[Pointing and labeling entries]
START
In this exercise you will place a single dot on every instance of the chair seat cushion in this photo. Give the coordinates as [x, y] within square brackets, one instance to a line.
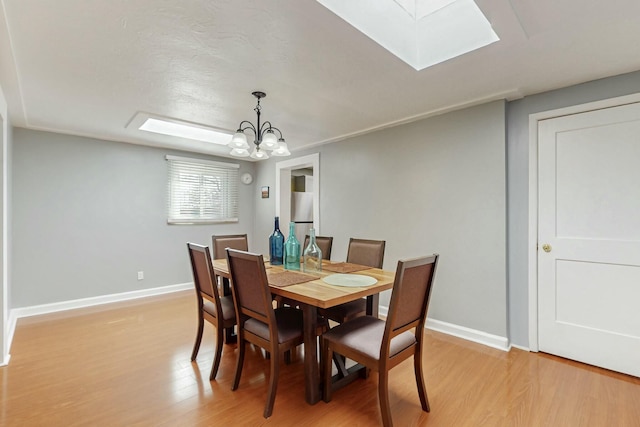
[347, 310]
[289, 321]
[364, 334]
[228, 311]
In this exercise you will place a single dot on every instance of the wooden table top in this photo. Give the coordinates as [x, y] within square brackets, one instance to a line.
[319, 293]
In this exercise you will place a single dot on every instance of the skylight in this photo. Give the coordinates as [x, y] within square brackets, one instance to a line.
[420, 32]
[185, 130]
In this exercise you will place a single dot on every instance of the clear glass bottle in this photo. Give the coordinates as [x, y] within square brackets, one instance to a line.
[276, 244]
[312, 259]
[292, 250]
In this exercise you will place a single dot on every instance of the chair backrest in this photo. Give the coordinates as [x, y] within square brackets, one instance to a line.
[233, 241]
[250, 289]
[366, 252]
[324, 243]
[410, 297]
[203, 277]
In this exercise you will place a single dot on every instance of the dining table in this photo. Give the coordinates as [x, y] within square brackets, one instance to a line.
[314, 290]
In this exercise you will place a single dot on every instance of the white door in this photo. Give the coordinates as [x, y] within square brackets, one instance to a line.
[589, 201]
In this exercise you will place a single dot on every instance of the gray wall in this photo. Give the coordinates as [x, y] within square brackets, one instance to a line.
[89, 214]
[5, 241]
[518, 175]
[437, 185]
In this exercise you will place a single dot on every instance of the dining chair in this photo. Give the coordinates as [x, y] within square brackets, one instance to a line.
[275, 330]
[324, 243]
[364, 252]
[217, 310]
[218, 245]
[381, 345]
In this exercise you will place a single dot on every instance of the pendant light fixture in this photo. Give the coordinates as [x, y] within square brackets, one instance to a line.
[264, 138]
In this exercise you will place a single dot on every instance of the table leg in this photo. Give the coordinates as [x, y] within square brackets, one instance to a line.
[229, 334]
[312, 375]
[373, 304]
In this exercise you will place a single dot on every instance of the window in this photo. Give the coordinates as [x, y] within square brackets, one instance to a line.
[201, 191]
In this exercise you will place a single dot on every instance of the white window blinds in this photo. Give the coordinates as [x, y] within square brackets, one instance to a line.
[201, 191]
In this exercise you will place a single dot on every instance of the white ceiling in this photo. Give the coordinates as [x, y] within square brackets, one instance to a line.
[87, 67]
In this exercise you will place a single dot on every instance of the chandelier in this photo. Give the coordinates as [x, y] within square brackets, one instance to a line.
[264, 138]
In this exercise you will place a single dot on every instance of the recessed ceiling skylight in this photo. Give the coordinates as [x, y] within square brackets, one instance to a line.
[185, 130]
[420, 32]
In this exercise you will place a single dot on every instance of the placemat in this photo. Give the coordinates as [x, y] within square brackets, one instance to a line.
[344, 267]
[288, 278]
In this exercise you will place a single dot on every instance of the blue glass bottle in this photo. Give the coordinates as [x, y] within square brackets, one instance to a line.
[292, 250]
[276, 244]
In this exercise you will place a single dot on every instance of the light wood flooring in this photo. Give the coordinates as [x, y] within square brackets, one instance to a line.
[127, 364]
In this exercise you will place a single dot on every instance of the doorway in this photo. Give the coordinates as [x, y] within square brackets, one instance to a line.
[301, 173]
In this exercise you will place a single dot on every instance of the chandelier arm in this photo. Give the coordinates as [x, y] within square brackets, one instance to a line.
[276, 129]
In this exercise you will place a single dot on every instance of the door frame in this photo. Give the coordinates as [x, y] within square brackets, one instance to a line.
[532, 239]
[283, 187]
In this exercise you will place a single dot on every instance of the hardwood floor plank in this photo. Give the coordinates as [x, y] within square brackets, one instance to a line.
[128, 364]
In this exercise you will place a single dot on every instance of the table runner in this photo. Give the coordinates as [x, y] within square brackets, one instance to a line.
[344, 267]
[288, 278]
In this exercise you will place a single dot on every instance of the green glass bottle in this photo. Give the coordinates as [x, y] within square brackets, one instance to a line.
[312, 262]
[292, 250]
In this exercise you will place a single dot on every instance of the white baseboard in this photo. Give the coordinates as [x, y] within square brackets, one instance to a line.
[495, 341]
[36, 310]
[520, 347]
[5, 362]
[480, 337]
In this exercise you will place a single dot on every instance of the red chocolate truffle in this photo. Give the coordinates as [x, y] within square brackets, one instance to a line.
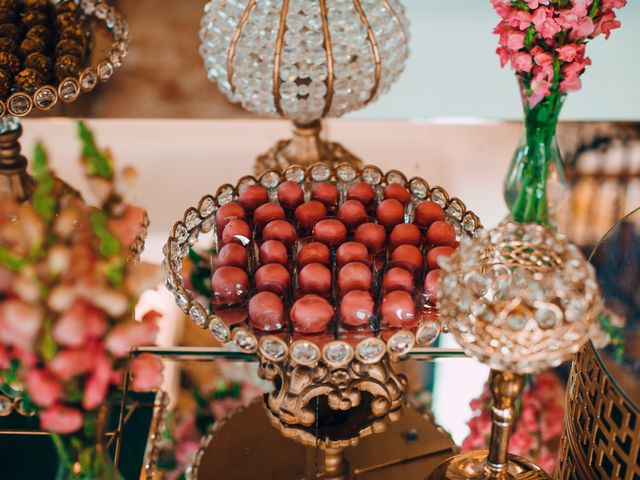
[352, 213]
[311, 314]
[273, 251]
[226, 213]
[326, 193]
[310, 213]
[280, 230]
[266, 312]
[441, 233]
[272, 277]
[435, 253]
[267, 212]
[354, 276]
[253, 197]
[398, 310]
[397, 278]
[363, 192]
[315, 278]
[428, 212]
[229, 284]
[232, 255]
[356, 308]
[431, 285]
[390, 213]
[407, 257]
[330, 231]
[352, 252]
[290, 194]
[405, 234]
[314, 252]
[236, 231]
[372, 236]
[397, 191]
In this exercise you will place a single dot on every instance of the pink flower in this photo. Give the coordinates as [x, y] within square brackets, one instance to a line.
[568, 53]
[80, 323]
[583, 29]
[129, 226]
[61, 419]
[43, 388]
[515, 41]
[609, 4]
[522, 62]
[126, 337]
[95, 390]
[540, 57]
[544, 23]
[519, 19]
[146, 372]
[71, 362]
[19, 323]
[606, 23]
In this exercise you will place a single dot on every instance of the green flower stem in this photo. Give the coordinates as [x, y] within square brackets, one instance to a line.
[540, 123]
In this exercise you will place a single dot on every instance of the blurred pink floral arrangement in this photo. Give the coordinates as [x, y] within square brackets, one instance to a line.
[538, 423]
[544, 40]
[185, 427]
[67, 295]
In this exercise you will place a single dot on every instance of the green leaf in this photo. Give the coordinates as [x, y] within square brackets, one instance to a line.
[43, 201]
[98, 161]
[10, 260]
[109, 245]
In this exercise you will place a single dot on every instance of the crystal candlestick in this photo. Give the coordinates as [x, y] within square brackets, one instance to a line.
[520, 299]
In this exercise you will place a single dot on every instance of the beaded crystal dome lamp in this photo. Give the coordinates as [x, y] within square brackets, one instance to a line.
[51, 52]
[304, 60]
[325, 273]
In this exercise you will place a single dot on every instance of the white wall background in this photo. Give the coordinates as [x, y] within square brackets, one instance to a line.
[453, 70]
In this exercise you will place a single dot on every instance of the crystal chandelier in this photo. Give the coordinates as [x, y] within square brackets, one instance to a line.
[304, 60]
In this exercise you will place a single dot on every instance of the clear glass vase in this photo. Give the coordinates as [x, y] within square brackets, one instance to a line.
[84, 455]
[535, 184]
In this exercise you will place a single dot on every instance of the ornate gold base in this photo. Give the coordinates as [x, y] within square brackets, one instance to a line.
[472, 466]
[246, 445]
[305, 148]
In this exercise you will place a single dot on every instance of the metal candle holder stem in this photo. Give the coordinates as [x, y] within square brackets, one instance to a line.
[520, 299]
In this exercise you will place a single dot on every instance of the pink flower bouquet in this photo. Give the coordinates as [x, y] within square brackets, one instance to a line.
[67, 293]
[538, 425]
[544, 42]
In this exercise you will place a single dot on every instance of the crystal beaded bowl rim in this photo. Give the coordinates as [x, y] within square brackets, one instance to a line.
[201, 219]
[20, 104]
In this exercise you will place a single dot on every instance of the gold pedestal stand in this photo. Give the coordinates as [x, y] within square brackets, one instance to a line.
[305, 148]
[247, 445]
[496, 463]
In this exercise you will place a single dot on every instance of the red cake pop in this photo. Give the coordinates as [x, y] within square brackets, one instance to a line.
[398, 310]
[229, 284]
[310, 213]
[290, 194]
[253, 197]
[272, 277]
[314, 252]
[232, 255]
[390, 212]
[315, 278]
[273, 251]
[266, 312]
[354, 276]
[311, 314]
[372, 236]
[356, 308]
[330, 231]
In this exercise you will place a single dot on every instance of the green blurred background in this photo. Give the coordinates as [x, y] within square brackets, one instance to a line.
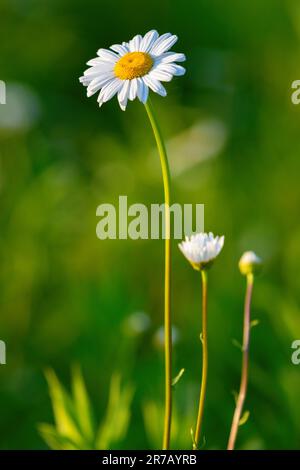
[233, 137]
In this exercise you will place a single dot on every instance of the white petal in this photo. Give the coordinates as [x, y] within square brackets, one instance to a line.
[107, 55]
[172, 69]
[109, 90]
[133, 89]
[134, 44]
[98, 83]
[154, 84]
[164, 45]
[123, 94]
[98, 69]
[143, 90]
[159, 40]
[120, 49]
[161, 74]
[148, 40]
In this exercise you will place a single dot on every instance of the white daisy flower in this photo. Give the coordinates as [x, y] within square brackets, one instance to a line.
[131, 68]
[201, 249]
[250, 263]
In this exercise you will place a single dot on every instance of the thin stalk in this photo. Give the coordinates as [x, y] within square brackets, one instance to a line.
[167, 303]
[204, 361]
[245, 365]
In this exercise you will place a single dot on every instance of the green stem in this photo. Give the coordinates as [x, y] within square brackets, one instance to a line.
[167, 316]
[204, 361]
[245, 365]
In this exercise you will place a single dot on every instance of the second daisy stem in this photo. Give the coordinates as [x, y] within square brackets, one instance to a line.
[245, 365]
[167, 316]
[204, 361]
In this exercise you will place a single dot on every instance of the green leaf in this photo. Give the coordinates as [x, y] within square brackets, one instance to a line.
[237, 344]
[53, 439]
[82, 405]
[244, 418]
[63, 410]
[254, 323]
[115, 424]
[178, 377]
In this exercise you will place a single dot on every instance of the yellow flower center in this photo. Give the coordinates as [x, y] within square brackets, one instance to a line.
[133, 65]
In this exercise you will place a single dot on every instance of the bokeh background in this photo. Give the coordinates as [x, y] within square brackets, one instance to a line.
[233, 137]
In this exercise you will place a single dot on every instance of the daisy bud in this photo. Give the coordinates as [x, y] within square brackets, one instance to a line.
[250, 263]
[201, 249]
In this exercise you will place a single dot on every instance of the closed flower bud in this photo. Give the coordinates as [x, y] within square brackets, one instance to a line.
[250, 263]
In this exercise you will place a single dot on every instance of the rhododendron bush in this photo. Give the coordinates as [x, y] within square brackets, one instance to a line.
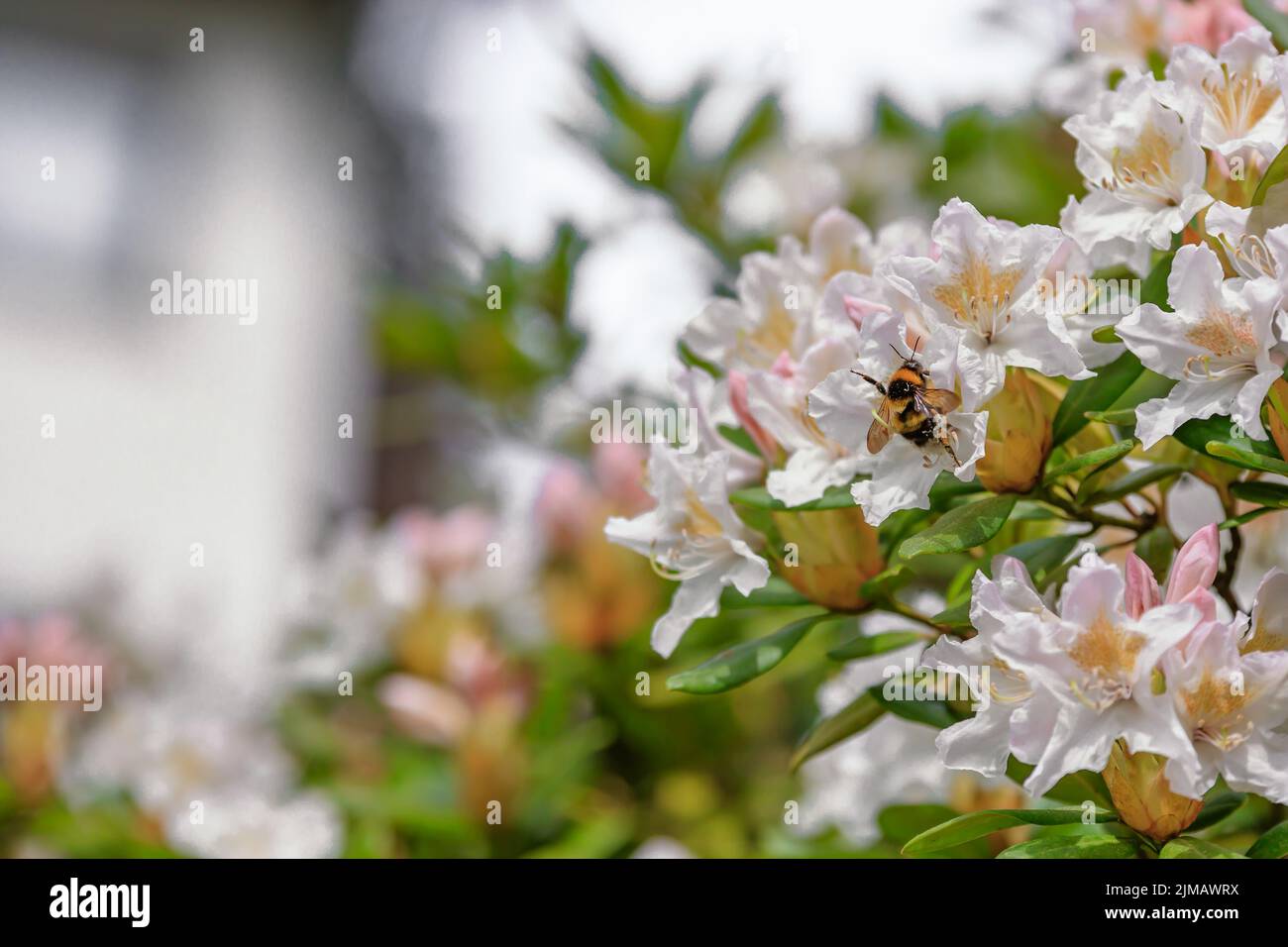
END
## What to produce
Emit the lines from the line containing "of the yellow" to the final line of the material, inclusive, exactly as written; pictures are excluded.

## The solution
In this exercise you will place a single dot on every instance of the yellow flower center in this photo. Give the coordinates as [x, y] within square brackets, one instance to a line.
[133, 65]
In this exercise you will place a single dot on every instance of the bokeh background in this photo. Give the coordinates as [x, y] within square brackets, one instance to a line.
[233, 137]
In this exercise you will place a single dot on every instance of the daisy bud in this photo. Give the coordinates as [x, y] within square brackets, one instance to a line.
[250, 263]
[201, 249]
In this exercise you will place a single dot on every instance of the closed flower bud in this photo. Give the coordinates as [x, y] within square brackets, one instance to a line.
[250, 263]
In this exercise you will place a single dot on every instance of the rhododendron bush in this photo. Give the coordinates as [x, y] within square brackets, one instance to a line.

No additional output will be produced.